From the records below, copy the lines that include "shorts".

[DATA RECORDS]
· · ·
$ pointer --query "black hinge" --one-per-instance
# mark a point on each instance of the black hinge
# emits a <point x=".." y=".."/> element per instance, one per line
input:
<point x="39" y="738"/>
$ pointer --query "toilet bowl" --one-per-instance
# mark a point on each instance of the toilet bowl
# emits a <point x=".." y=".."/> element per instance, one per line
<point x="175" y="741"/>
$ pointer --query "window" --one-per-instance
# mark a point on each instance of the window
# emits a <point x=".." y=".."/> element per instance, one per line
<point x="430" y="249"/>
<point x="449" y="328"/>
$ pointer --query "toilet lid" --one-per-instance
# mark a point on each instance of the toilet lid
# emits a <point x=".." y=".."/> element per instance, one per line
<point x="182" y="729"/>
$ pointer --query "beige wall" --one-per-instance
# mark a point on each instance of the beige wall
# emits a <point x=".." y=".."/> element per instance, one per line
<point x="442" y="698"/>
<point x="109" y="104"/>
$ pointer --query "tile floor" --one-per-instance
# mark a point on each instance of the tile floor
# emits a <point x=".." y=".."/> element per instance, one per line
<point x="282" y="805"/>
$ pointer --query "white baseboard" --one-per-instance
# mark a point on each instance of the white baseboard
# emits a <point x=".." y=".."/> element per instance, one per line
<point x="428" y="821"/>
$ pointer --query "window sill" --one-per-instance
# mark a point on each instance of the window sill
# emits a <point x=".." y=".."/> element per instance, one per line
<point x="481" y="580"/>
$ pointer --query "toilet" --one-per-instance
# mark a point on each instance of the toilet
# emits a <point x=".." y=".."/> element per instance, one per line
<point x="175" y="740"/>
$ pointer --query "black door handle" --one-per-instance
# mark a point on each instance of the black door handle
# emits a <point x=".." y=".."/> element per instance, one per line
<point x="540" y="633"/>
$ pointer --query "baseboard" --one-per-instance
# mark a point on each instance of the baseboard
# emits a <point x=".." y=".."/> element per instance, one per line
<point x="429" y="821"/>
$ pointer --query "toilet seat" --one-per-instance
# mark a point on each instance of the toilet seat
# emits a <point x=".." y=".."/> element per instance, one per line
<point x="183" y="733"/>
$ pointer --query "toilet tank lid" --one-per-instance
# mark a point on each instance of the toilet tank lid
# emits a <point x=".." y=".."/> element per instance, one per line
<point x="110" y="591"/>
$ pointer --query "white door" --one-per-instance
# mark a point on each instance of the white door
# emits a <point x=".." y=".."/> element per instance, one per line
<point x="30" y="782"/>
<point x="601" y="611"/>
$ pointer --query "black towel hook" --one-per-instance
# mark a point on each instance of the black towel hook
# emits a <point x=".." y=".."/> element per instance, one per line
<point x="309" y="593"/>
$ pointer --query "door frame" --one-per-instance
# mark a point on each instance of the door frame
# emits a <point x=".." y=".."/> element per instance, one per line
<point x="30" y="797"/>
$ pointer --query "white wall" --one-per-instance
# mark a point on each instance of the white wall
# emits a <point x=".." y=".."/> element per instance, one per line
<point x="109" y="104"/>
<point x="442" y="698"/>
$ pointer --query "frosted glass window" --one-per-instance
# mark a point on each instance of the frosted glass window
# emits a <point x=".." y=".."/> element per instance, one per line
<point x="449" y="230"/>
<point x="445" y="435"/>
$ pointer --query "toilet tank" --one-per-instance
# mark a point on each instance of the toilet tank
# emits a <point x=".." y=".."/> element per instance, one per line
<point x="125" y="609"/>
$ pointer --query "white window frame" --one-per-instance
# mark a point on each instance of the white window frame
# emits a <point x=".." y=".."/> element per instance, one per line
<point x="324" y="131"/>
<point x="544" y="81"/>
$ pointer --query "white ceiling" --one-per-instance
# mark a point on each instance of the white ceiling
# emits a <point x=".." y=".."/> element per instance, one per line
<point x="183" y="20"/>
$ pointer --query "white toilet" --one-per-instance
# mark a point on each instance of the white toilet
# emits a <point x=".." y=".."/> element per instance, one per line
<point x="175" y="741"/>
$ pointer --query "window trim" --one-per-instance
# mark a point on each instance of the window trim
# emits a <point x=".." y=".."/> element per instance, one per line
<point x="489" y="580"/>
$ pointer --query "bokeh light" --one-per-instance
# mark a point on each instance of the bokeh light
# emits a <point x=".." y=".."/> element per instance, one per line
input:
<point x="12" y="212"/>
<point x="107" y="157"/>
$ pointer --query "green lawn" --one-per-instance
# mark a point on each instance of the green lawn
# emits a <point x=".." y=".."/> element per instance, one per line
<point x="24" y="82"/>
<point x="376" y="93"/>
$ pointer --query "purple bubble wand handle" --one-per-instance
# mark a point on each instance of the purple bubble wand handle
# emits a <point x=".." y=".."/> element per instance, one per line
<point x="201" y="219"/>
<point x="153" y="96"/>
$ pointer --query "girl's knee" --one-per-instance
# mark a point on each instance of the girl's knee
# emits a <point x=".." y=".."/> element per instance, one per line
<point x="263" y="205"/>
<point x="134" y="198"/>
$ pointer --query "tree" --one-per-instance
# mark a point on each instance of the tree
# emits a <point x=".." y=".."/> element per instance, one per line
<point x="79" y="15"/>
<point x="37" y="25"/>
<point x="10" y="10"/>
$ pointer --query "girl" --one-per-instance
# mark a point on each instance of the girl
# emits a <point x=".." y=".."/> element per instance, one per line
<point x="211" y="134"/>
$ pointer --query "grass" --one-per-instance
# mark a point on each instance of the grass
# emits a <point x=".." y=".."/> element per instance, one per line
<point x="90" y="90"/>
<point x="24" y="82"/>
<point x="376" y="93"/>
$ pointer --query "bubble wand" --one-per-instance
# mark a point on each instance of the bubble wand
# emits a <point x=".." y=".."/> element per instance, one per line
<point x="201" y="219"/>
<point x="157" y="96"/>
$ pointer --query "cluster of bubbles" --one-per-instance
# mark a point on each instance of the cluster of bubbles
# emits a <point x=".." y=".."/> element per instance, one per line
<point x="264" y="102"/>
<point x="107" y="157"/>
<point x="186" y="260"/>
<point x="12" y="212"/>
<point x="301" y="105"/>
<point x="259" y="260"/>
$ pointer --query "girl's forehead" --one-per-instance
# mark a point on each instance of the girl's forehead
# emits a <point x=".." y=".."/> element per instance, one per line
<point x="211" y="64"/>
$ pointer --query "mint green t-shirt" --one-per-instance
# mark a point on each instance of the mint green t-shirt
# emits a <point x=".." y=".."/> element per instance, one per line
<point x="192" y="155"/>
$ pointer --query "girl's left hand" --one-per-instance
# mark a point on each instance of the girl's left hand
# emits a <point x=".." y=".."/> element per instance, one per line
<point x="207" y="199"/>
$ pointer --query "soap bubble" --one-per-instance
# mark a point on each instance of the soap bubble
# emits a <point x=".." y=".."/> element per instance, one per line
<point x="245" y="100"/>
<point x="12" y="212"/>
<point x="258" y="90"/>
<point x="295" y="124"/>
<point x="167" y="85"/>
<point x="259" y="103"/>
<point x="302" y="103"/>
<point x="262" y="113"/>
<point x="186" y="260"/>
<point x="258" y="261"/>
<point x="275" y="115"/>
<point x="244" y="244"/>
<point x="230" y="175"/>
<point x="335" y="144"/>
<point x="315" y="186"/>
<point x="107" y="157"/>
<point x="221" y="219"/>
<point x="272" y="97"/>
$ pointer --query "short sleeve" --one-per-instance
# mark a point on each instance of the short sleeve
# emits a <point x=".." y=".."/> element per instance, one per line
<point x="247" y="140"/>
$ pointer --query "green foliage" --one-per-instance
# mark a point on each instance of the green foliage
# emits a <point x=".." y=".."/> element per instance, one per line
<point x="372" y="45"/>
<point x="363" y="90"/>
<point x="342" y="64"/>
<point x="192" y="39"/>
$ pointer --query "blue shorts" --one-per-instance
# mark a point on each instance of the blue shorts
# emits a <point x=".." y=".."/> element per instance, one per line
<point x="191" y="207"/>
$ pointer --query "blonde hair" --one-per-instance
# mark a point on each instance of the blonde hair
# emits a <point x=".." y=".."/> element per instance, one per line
· · ·
[EXERCISE ANSWER]
$ pointer --query "blue shorts" --one-per-instance
# mark a point on each instance of the blue shorts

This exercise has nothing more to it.